──────── Data under study

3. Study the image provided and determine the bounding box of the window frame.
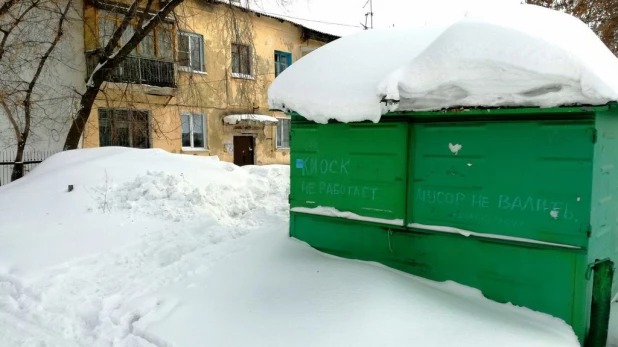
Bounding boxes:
[274,50,292,77]
[98,108,151,149]
[181,112,208,150]
[177,31,206,73]
[96,9,175,61]
[275,118,291,150]
[231,43,252,78]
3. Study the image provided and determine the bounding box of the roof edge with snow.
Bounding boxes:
[210,0,341,41]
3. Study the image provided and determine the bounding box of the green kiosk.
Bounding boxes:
[269,5,618,346]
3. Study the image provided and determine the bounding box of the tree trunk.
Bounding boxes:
[10,138,26,181]
[64,81,102,150]
[63,0,184,150]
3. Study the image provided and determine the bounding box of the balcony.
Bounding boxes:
[86,51,176,88]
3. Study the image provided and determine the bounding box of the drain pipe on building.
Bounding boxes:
[585,258,615,347]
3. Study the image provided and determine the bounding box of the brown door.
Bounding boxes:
[234,136,255,166]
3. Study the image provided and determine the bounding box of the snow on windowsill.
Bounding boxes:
[232,72,255,80]
[291,206,404,226]
[179,67,208,75]
[408,223,581,249]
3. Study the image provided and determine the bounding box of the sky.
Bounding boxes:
[252,0,524,36]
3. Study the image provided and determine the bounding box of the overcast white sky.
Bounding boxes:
[254,0,524,36]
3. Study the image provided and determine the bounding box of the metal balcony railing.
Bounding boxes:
[86,51,176,88]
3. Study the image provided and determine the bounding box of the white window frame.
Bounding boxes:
[275,118,290,149]
[181,112,208,150]
[178,31,206,74]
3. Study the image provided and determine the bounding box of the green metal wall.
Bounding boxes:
[288,104,618,345]
[290,122,408,223]
[290,213,589,341]
[590,109,618,299]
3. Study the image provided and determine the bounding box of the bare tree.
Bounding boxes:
[63,0,185,150]
[529,0,618,56]
[64,0,302,150]
[0,0,75,181]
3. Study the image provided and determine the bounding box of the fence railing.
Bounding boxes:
[85,51,176,88]
[0,150,59,186]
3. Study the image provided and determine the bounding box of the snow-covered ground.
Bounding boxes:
[0,148,614,346]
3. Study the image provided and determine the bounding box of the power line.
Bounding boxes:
[255,10,363,29]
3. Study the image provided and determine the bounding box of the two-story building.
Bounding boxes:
[79,0,340,165]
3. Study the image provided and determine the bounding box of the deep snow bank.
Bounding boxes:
[0,148,289,273]
[268,4,618,123]
[0,148,612,347]
[129,229,581,347]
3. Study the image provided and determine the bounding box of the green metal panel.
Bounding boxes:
[589,108,618,298]
[288,104,618,346]
[410,120,595,248]
[290,212,589,342]
[290,122,409,223]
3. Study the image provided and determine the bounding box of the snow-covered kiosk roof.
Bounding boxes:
[268,4,618,124]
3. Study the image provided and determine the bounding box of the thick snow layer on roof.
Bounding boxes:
[269,27,446,123]
[223,114,279,125]
[268,4,618,123]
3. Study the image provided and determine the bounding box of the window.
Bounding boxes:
[99,108,150,148]
[178,32,205,72]
[181,113,207,149]
[274,51,292,77]
[276,118,290,149]
[97,10,174,60]
[231,43,251,77]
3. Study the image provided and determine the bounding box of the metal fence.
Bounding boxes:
[85,51,176,88]
[0,150,59,186]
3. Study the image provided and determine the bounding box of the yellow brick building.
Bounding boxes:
[80,0,338,165]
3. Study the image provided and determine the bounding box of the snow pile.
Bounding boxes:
[124,229,581,347]
[269,4,618,123]
[94,167,288,227]
[95,171,205,221]
[0,147,288,273]
[379,5,618,112]
[0,148,613,347]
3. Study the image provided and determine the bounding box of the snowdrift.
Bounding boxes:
[268,4,618,124]
[0,148,612,346]
[0,148,289,273]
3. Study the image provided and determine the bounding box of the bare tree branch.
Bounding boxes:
[1,100,21,142]
[0,0,42,61]
[136,0,156,32]
[102,0,140,57]
[0,0,19,18]
[64,0,185,150]
[7,0,72,180]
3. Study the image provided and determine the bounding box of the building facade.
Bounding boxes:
[80,0,338,165]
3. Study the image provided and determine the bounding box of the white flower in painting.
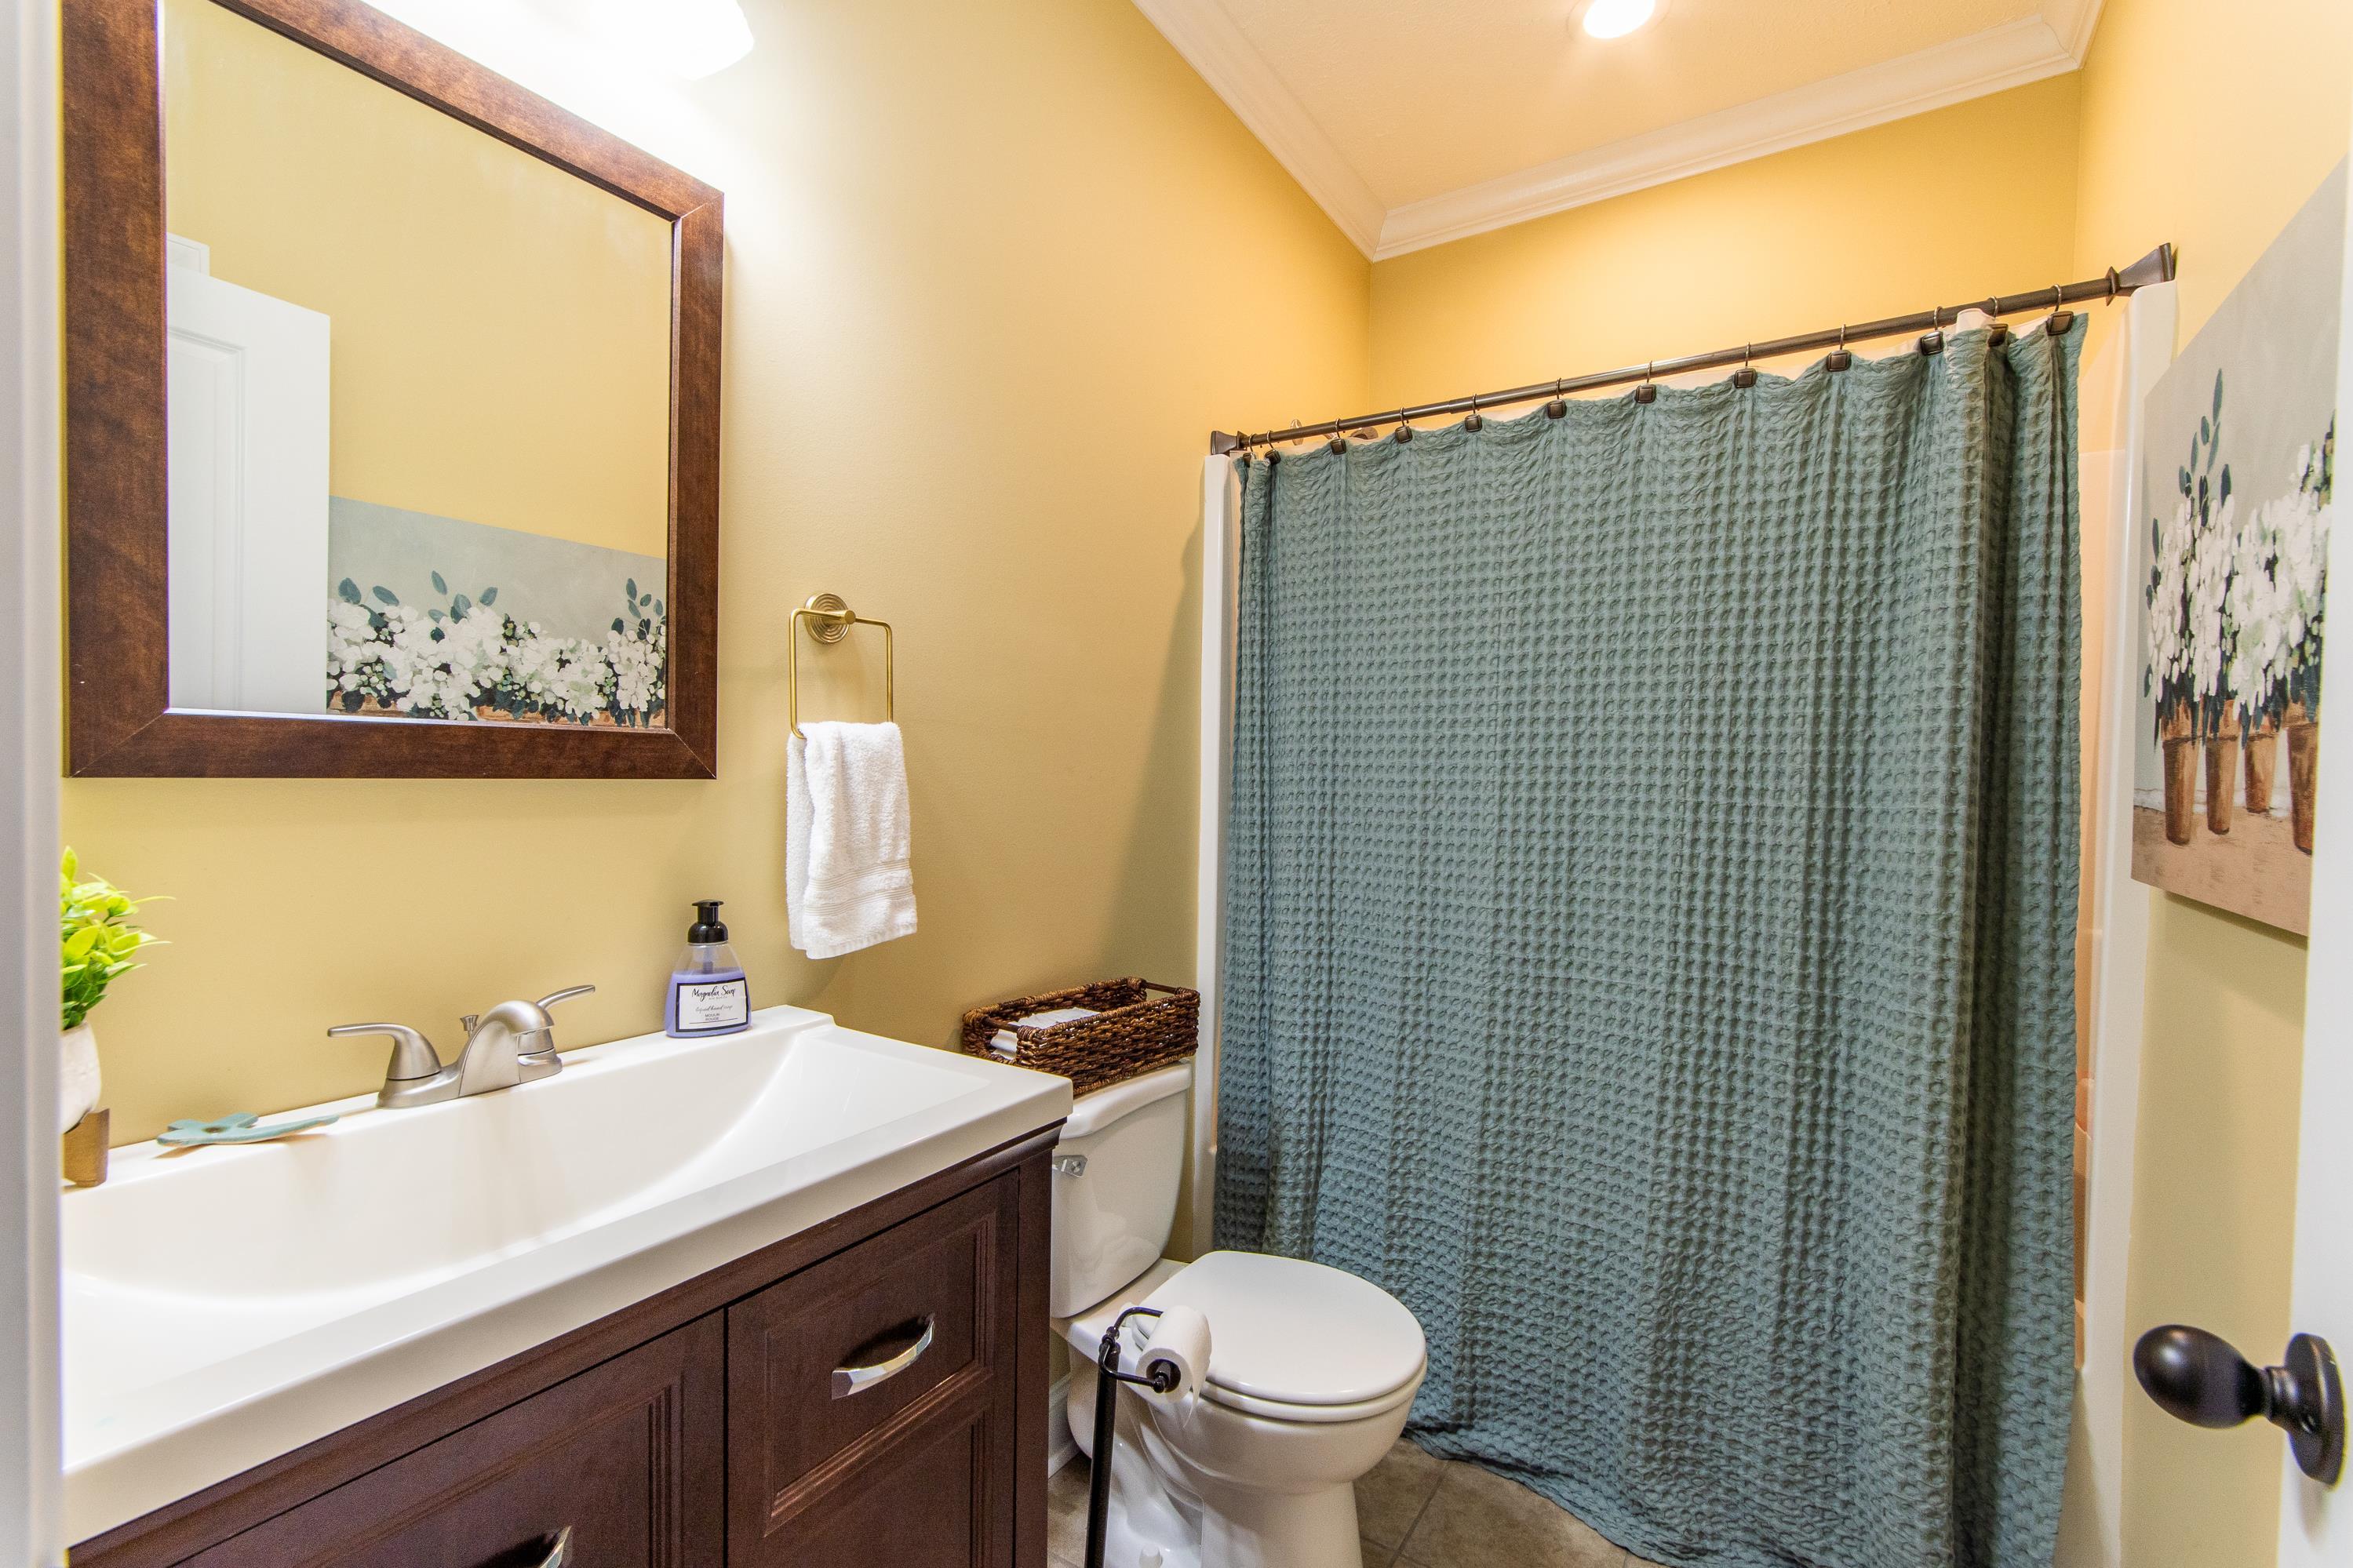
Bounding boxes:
[604,617,666,719]
[322,576,666,725]
[2227,494,2295,721]
[2183,493,2237,700]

────────────────

* What you should do
The copy must match every line of the data exactly and contain no pictures.

* Exercise result
3. Study the image provided and determine the bounding box of the window frame.
Bounding boxes:
[274,50,292,77]
[98,108,151,149]
[181,112,208,150]
[177,31,206,73]
[96,9,175,61]
[275,118,291,150]
[231,43,252,78]
3. Study the image provided and determine the bounding box of the roof edge with snow.
Bounding boxes:
[210,0,341,41]
3. Study the image provided and determine the bounding box of the green kiosk.
Bounding boxes:
[269,5,618,346]
3. Study the image provided and determine the bounding box of the tree trunk.
Bounding boxes:
[10,138,26,181]
[64,81,102,150]
[63,0,184,150]
3. Study the image provided and determine the bounding box of the balcony.
Bounding boxes:
[86,51,176,88]
3. Study the image provided and determine the bounding box of the drain pipe on building.
Bounding boxes:
[585,258,615,347]
3. Study the image provided and determine the bounding box of the brown door.
Bounding boxes:
[234,136,255,166]
3. Study the image provided and determine the bounding box of the snow on windowsill.
Bounding boxes:
[232,72,255,80]
[291,206,404,226]
[179,67,208,75]
[408,223,581,249]
3. Study the image provided and determine the bounding box of the sky.
Bounding boxes:
[252,0,524,36]
3. Study the image provided and determine the bounding box of the overcast white sky.
Bounding boxes:
[254,0,524,36]
3. Study the image provided and determine the bounding box of the metal balcony railing.
Bounding boxes:
[86,51,176,88]
3. Study the image provided and determine the bounding box of the white window frame.
Bounding boxes:
[275,118,290,149]
[181,112,208,150]
[178,31,206,74]
3. Study the image provided and determine the bounding box of the green metal wall.
Bounding boxes:
[288,104,618,345]
[290,122,408,223]
[290,213,589,341]
[590,109,618,299]
3. Study the image provided and determine the bounding box of the bare tree.
Bounding boxes:
[63,0,185,150]
[529,0,618,56]
[64,0,302,150]
[0,0,75,181]
3. Study the image provided and determine the bounding box of the fence railing.
Bounding boxes:
[85,51,176,88]
[0,150,59,186]
3. Study the image provided and determine the bounding box of the snow-covered ground.
Bounding boxes:
[0,148,614,346]
3. Study the image provided and determine the bounding box of the power line.
Bounding boxes:
[255,10,363,29]
3. Study the image provided and determine the bounding box of the two-story building.
Bounding boxes:
[79,0,340,165]
3. Study the image provided and determine the bounding box of the deep snow bank.
Bounding boxes:
[0,148,289,273]
[268,4,618,123]
[0,148,612,347]
[129,229,581,347]
3. Study the image provided and determine the bounding box of the green metal panel.
Bounding boxes:
[589,108,618,298]
[288,104,618,346]
[410,120,595,248]
[290,212,589,342]
[290,122,409,223]
3. Study the image provided and determine the bounding box of the snow-covered kiosk roof.
Bounding boxes:
[268,4,618,124]
3. Study the image provided and determine the bounding box of the thick snow layer on roof.
Bounding boxes:
[269,27,446,123]
[223,114,279,125]
[268,4,618,123]
3. Study the image provided and determine the bounding box of the window.
Bounding boxes:
[99,108,150,148]
[178,32,205,72]
[181,113,207,149]
[274,51,292,77]
[276,118,290,149]
[97,10,174,60]
[231,43,251,77]
3. Study the image provided and determine the bounding box of the metal fence.
Bounding boxes:
[85,51,176,88]
[0,150,59,186]
3. Study the image provided and determine the bounding box of the yellow brick building.
Bounding boxes:
[80,0,338,165]
3. Study the image provided and determine the bounding box of the snow pile.
Bounding boxes:
[124,229,581,347]
[269,4,618,123]
[94,167,288,227]
[95,171,205,221]
[0,147,288,273]
[379,5,618,112]
[0,148,613,347]
3. Study the image provided and determine the bounding box of the snowdrift.
Bounding boxes:
[268,4,618,124]
[0,148,612,346]
[0,148,289,273]
3. Study the image provided and determine the bounding box of the bare tree branch.
Bounding boxes:
[1,100,21,142]
[0,0,42,61]
[136,0,156,32]
[102,0,140,57]
[0,0,19,18]
[64,0,185,150]
[7,0,72,180]
3. Study the image provided and determine the bounding box of the building facade.
Bounding boxes:
[80,0,338,165]
3. Study the image provided and determine the bounding box of the white flower in painting.
Bounding boxes:
[604,617,666,719]
[322,576,666,725]
[2227,494,2295,721]
[2183,493,2237,700]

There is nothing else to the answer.